▶ _Task brief_:
Write out the lines of the material below exactly as they appear, starting at the line that contains "Target: net support frame" and ending at the last line of the material, both included.

[Dataset excerpt]
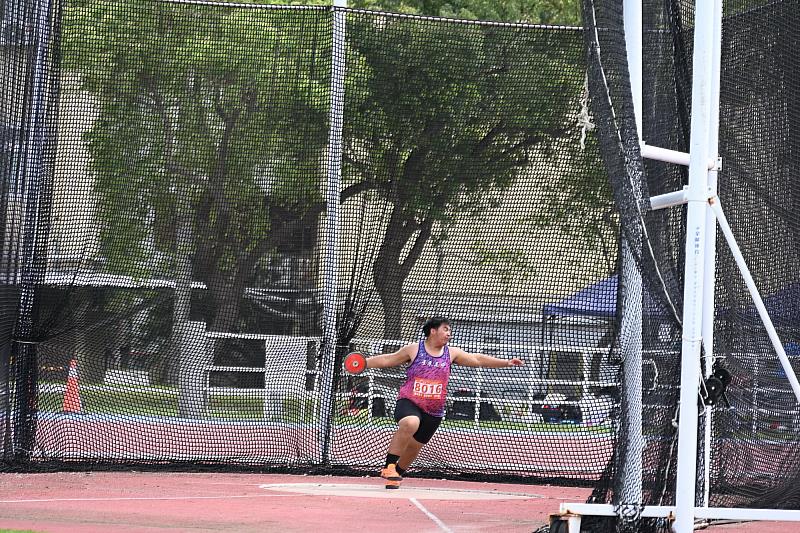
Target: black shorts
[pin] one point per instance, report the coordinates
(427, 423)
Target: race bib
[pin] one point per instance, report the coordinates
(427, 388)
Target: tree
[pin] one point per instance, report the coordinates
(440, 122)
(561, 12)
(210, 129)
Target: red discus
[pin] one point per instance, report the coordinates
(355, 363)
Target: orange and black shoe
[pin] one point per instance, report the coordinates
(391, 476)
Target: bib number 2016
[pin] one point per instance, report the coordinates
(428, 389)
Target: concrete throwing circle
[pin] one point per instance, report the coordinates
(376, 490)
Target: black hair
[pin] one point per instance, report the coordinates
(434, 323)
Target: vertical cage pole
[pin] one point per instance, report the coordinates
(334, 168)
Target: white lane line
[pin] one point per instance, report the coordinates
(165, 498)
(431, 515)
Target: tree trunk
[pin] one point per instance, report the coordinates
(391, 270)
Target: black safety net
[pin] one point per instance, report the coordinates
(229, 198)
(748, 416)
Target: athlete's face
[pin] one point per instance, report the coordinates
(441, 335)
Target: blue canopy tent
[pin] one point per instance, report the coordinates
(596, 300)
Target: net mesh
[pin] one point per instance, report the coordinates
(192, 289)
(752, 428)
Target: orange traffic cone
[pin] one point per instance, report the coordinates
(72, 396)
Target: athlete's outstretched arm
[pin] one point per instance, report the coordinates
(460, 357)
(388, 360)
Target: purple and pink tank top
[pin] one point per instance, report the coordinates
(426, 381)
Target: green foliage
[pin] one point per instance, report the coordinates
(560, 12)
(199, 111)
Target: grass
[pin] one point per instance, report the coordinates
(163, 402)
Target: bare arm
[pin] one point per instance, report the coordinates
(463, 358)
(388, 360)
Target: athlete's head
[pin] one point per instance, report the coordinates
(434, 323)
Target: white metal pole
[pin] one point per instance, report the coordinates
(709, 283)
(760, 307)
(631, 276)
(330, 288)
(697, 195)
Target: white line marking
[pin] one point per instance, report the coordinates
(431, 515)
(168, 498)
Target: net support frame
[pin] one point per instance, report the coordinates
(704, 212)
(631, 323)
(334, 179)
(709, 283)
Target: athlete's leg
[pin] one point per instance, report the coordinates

▶ _Expected answer_:
Target: net support frame
[pin] one point per instance, report the coordinates
(704, 212)
(631, 323)
(334, 179)
(709, 283)
Target: athlete's leg
[pin] one point per instance, report the coordinates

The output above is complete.